▶ [Excerpt to read]:

A report by the U.N. children’s fund finds babies born in war-torn Yemen are dying at an alarmingly high rate because of the collapsing health system, lack of food and clean water.
The U.N. children’s fund reports more than three million children have been born in Yemen since the country’s civil war escalated in March 2015. The agency’s report, called "Born into War", describes the violent, hopeless situation of displacement, disease, poverty and hunger into which these children are born.
UNICEF says most of the estimated 3,000 babies born every day are delivered outside a health center, with no skilled birth attendant present. It reports 40 percent of the births are premature and 30 percent suffer from low birth weight. Most worrying of all, it notes, is 25 percent of the newborns die within their first month because of infections and a variety of deprivations.
UNICEF spokesman Christophe Boulierac says undernutrition plays a big role in those deaths. He says around 1.8 million children are acutely malnourished and about 400,000 are severely, acutely malnourished.
“A child who is suffering from severe acute malnutrition is nine times more likely to die than a child who is correctly nourished," said Boulierac. "So, these children are in danger.”
The report finds at least 5,000 children have been killed or maimed in the violence. That means an average of five children have lost their lives or been injured every day since the Saudi-led coalition began bombing Houthi rebels in support of the Yemeni government nearly three years ago.
UNICEF says more than 11 million children, nearly every child in Yemen, needs humanitarian assistance to survive. And, those who do survive, it says, are likely to carry the physical and psychological scars of the brutal conflict for the rest of their lives.

▶ [Work request]: Print, word for word, the part of the passage on Yemen's newborns from "UNICEF says more" to "of their lives.". The rows have no connection to the passage on Yemen's newborns.

▶ [Records shown]:
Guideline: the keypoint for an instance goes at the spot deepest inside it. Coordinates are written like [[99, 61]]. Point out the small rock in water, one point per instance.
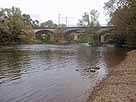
[[85, 69], [92, 70], [97, 68], [77, 69]]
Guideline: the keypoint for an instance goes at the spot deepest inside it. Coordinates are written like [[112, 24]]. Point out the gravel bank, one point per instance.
[[120, 86]]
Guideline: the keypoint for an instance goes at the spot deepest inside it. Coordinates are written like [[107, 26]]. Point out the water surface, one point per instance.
[[53, 73]]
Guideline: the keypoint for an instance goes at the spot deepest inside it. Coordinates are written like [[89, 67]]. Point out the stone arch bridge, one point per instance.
[[61, 35]]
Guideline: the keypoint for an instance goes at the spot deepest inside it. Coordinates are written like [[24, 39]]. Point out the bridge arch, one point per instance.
[[72, 34], [45, 34]]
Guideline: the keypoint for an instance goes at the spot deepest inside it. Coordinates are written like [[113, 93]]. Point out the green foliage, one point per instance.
[[124, 20], [48, 24], [13, 27]]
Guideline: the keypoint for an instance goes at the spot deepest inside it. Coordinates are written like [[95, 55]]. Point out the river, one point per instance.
[[53, 73]]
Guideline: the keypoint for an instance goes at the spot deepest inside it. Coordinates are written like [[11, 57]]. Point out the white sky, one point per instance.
[[44, 10]]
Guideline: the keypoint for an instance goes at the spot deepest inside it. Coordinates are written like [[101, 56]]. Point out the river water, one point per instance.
[[53, 73]]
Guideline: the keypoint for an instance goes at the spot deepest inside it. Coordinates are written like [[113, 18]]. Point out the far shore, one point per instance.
[[120, 86]]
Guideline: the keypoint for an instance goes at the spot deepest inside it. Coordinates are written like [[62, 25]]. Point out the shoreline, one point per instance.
[[120, 84]]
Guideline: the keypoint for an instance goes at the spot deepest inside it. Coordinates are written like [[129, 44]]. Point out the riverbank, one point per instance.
[[120, 86]]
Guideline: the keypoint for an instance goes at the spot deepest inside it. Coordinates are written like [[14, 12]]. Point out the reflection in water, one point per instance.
[[53, 73]]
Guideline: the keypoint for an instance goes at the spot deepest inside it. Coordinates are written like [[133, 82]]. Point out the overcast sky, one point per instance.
[[44, 10]]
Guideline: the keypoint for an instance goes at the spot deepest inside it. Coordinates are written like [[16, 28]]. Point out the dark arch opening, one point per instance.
[[69, 36], [44, 36]]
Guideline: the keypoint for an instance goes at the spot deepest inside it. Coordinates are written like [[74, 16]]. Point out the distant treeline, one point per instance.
[[123, 17]]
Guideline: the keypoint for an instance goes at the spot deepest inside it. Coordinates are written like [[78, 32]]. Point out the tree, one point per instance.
[[90, 19], [124, 20], [48, 24], [13, 26]]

▶ [Solved exercise]:
UNICEF says more than 11 million children, nearly every child in Yemen, needs humanitarian assistance to survive. And, those who do survive, it says, are likely to carry the physical and psychological scars of the brutal conflict for the rest of their lives.